Problem statement: Put the stretch of lines from the one containing "Would you kindly put a point on the cattail" through the one containing "point(584, 211)" into a numbered list, skipping blank lines. Include only those lines.
———
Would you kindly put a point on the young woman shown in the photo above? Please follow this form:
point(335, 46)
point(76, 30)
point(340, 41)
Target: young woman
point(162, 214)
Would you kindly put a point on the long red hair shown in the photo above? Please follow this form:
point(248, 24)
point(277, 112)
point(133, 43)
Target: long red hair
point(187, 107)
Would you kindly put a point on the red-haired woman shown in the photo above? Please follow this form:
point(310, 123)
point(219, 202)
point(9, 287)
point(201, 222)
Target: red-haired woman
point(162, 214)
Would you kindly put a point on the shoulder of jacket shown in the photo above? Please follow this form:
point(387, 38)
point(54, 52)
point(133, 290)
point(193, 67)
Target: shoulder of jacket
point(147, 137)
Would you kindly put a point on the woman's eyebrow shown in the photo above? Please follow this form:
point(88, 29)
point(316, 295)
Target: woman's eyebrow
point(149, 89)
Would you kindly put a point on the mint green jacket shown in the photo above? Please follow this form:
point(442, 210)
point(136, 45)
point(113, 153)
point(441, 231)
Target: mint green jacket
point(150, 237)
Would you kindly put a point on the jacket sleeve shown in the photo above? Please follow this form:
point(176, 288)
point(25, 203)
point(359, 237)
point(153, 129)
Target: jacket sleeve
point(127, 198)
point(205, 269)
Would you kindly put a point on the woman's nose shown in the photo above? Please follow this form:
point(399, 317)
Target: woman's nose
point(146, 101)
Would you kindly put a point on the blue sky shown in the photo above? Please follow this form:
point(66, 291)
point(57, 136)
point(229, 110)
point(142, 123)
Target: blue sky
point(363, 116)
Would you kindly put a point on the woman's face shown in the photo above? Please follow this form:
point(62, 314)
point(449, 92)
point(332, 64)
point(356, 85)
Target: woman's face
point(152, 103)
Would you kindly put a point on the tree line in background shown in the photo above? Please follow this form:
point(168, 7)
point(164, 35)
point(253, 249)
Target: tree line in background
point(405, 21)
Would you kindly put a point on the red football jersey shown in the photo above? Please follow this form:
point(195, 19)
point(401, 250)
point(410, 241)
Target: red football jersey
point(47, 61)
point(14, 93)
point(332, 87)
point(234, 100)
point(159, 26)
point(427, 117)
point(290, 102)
———
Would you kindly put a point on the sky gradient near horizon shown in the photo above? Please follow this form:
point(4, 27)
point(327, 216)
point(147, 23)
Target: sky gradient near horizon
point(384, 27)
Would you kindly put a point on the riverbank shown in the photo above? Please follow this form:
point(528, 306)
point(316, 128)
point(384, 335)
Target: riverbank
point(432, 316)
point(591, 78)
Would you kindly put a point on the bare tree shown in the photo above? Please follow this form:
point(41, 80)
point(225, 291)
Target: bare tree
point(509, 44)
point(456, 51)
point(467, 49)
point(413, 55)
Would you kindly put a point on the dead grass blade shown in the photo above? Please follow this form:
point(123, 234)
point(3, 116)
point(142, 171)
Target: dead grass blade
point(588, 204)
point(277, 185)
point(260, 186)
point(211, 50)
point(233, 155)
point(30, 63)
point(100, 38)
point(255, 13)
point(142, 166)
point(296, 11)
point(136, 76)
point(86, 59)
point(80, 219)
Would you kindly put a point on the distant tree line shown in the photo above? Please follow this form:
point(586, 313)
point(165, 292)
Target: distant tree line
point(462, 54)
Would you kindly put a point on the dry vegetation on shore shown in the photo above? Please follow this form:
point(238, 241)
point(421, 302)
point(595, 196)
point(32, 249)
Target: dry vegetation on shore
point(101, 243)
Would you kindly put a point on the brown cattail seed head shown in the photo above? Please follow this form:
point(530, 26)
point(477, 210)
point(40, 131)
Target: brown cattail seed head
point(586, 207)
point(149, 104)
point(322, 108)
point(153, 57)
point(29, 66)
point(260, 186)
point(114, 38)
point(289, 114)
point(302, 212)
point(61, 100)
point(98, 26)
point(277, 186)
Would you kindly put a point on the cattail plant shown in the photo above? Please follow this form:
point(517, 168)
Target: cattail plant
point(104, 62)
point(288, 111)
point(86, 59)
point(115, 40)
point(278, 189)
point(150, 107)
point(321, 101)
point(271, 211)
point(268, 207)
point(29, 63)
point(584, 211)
———
Solved exercise:
1. Would you kindly put a point on the cattail plant shown in the photo above? Please follow this form:
2. point(517, 168)
3. Target: cattail plant
4. point(104, 62)
5. point(288, 111)
6. point(86, 59)
7. point(115, 40)
8. point(278, 189)
9. point(150, 107)
10. point(321, 101)
11. point(271, 211)
12. point(268, 207)
13. point(29, 63)
14. point(584, 211)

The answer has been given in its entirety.